The exercise:
Pull out every line in the material below that contains the word "beige", and copy each one in full.

Rows:
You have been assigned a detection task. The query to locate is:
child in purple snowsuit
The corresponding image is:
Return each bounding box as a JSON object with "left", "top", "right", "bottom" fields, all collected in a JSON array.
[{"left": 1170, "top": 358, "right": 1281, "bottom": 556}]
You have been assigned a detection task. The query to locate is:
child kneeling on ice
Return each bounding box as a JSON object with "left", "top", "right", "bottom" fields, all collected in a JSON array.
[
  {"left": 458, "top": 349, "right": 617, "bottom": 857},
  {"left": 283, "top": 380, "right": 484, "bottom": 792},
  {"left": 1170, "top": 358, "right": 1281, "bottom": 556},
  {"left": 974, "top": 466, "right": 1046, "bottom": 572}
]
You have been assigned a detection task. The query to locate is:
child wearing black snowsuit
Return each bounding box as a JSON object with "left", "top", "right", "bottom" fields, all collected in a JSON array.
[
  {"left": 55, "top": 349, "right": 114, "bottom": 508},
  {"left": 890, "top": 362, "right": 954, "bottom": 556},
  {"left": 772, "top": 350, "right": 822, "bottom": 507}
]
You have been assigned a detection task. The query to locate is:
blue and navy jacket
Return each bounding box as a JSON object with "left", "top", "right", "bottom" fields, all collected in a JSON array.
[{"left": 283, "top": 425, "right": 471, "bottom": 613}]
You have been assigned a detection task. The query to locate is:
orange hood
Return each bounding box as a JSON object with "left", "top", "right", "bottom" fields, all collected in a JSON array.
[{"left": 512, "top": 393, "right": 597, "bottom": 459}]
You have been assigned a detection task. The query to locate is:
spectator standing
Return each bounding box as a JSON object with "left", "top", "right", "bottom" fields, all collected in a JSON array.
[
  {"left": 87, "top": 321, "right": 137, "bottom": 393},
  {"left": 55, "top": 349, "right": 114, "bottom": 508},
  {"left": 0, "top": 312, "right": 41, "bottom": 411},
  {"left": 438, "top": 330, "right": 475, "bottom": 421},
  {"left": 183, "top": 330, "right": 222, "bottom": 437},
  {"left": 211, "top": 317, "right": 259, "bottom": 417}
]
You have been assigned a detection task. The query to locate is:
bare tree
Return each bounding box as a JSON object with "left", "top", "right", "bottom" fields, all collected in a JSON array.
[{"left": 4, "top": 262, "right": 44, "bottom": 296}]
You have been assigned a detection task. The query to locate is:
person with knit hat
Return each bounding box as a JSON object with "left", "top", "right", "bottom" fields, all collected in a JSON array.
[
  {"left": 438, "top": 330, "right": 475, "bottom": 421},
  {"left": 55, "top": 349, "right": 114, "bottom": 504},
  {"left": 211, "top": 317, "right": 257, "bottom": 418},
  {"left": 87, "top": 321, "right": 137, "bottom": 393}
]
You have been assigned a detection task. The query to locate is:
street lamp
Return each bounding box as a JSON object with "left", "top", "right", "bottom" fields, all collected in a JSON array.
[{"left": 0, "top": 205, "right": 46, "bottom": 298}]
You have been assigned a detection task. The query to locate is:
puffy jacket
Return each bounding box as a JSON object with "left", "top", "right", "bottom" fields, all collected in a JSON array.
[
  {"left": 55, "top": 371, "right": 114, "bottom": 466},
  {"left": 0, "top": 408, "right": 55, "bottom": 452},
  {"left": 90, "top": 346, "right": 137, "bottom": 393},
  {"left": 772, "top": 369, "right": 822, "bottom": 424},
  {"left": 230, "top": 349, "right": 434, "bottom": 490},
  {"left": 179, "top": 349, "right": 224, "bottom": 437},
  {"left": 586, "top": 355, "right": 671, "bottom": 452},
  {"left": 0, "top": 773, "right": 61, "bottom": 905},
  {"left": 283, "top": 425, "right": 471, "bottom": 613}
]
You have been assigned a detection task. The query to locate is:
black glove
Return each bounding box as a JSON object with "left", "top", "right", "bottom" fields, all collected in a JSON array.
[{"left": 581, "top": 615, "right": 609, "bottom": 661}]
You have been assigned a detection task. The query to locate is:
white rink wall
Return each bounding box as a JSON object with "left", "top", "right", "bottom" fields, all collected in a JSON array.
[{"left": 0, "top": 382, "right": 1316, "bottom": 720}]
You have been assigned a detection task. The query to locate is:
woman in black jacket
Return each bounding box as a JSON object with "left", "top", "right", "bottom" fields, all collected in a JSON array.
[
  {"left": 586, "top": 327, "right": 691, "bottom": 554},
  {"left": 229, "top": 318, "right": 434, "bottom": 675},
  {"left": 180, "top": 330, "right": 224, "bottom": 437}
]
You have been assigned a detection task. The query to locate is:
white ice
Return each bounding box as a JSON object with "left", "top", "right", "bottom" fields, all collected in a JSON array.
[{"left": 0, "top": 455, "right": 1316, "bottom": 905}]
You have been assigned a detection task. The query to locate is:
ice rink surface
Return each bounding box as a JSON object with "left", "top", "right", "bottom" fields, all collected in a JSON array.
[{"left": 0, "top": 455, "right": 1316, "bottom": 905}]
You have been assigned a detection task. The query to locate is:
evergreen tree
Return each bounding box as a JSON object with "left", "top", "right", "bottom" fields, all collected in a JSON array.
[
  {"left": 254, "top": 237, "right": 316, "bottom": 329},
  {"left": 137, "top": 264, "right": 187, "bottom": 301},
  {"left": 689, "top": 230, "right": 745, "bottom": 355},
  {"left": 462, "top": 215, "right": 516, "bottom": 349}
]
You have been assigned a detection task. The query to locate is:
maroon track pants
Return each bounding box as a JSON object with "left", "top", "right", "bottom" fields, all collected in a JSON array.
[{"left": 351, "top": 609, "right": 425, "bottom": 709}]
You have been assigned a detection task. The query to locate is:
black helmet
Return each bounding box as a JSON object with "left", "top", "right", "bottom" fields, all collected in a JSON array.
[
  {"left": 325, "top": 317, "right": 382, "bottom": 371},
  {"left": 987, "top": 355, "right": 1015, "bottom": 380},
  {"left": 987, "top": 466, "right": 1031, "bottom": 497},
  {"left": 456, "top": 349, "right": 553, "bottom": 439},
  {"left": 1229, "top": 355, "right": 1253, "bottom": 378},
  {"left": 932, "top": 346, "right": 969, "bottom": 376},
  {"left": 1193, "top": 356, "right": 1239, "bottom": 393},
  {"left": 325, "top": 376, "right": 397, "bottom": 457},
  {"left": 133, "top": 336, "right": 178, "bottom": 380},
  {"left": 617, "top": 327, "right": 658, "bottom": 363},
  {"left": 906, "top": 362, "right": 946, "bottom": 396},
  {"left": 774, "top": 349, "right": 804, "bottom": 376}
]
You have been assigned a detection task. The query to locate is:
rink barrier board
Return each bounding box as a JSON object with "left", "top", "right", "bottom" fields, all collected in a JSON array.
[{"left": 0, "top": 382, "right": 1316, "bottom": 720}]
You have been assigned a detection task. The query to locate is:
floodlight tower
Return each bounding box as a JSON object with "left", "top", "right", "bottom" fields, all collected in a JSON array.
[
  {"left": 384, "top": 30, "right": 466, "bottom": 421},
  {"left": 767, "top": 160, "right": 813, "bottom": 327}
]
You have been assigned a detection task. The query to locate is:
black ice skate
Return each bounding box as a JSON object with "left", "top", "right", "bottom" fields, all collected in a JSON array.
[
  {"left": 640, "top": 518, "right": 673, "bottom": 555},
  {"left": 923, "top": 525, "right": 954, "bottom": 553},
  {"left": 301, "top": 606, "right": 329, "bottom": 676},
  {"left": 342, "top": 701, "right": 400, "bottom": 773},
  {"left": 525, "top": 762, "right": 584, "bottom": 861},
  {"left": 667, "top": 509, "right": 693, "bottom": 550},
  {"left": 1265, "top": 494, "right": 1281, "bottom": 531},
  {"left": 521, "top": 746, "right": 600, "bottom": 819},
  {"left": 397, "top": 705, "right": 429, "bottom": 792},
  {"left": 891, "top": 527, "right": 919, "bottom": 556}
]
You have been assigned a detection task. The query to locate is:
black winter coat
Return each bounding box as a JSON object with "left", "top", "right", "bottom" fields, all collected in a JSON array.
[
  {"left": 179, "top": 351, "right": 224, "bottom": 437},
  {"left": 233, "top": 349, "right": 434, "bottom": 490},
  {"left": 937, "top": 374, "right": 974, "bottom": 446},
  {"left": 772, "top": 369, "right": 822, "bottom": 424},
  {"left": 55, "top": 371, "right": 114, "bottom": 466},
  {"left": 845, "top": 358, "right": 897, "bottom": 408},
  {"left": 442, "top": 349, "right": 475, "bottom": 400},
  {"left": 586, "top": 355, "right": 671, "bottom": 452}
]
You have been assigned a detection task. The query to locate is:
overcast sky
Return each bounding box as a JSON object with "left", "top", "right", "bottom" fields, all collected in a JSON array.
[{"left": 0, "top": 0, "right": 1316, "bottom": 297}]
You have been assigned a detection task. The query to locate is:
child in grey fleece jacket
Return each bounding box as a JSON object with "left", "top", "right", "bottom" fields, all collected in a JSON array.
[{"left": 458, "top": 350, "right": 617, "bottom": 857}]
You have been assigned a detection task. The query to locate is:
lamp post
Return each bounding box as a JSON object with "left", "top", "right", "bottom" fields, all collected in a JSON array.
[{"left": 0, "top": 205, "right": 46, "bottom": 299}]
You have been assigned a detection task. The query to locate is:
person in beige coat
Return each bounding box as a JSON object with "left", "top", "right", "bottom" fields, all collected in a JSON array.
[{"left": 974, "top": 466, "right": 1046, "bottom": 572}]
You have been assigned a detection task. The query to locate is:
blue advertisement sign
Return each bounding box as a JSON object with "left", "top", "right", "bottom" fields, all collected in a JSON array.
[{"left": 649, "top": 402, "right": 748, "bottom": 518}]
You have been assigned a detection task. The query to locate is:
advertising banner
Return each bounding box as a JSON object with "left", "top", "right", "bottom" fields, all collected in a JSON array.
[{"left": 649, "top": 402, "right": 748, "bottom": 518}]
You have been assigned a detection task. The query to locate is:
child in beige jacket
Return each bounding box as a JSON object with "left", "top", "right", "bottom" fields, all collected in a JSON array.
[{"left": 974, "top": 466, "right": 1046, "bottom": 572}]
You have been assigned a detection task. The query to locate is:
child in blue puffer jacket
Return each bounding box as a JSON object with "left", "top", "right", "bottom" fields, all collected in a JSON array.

Task response:
person in beige coat
child in beige jacket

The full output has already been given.